So a few things have happened since I last posted. First off, I got married. I didn’t legally change my name for a while, but I did eventually. I am now known as Kate Tester. The new domain is coming. I have had it for years, but like this site, it has just been hanging out.
Second major change, I have left the SEO industry. This site got a major hair cut and new posts will rarely touch on SEO. Not NOT at all, but rarely. After almost 4 years in house at a very large company (after an acquisition) and 17 years in the industry, I am changing things up. I am going back to school to learn software development. Here is why:
Always be Learning
I have spent half my life as a student and the other half as a marketer. I wrote a post once on how businesses should not hire a Director of SEO. Guess what my last title was? I also interviewed for a VP level position! I never thought I would see the day that there was a need for a VP level SEO position, but there apparently might have been (that company downgraded the position to a Director and is still looking for someone).

» **Collected data**
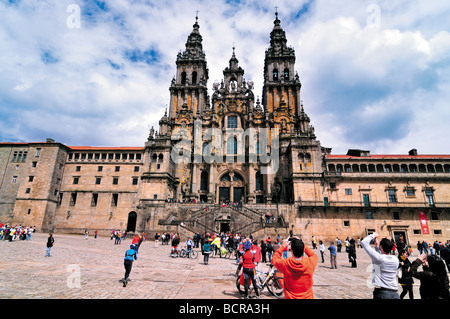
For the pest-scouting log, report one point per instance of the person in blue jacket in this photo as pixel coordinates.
(130, 256)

» **Given request**
Write out the portion of the blog post starting with "Second major change, I" and going on through "looking for someone).". The listing isn't needed here.

» **Result**
Second major change, I have left the SEO industry. This site got a major hair cut and new posts will rarely touch on SEO. Not NOT at all, but rarely. After almost 4 years in house at a very large company (after an acquisition) and 17 years in the industry, I am changing things up. I am going back to school to learn software development. Here is why:
Always be Learning
I have spent half my life as a student and the other half as a marketer. I wrote a post once on how businesses should not hire a Director of SEO. Guess what my last title was? I also interviewed for a VP level position! I never thought I would see the day that there was a need for a VP level SEO position, but there apparently might have been (that company downgraded the position to a Director and is still looking for someone).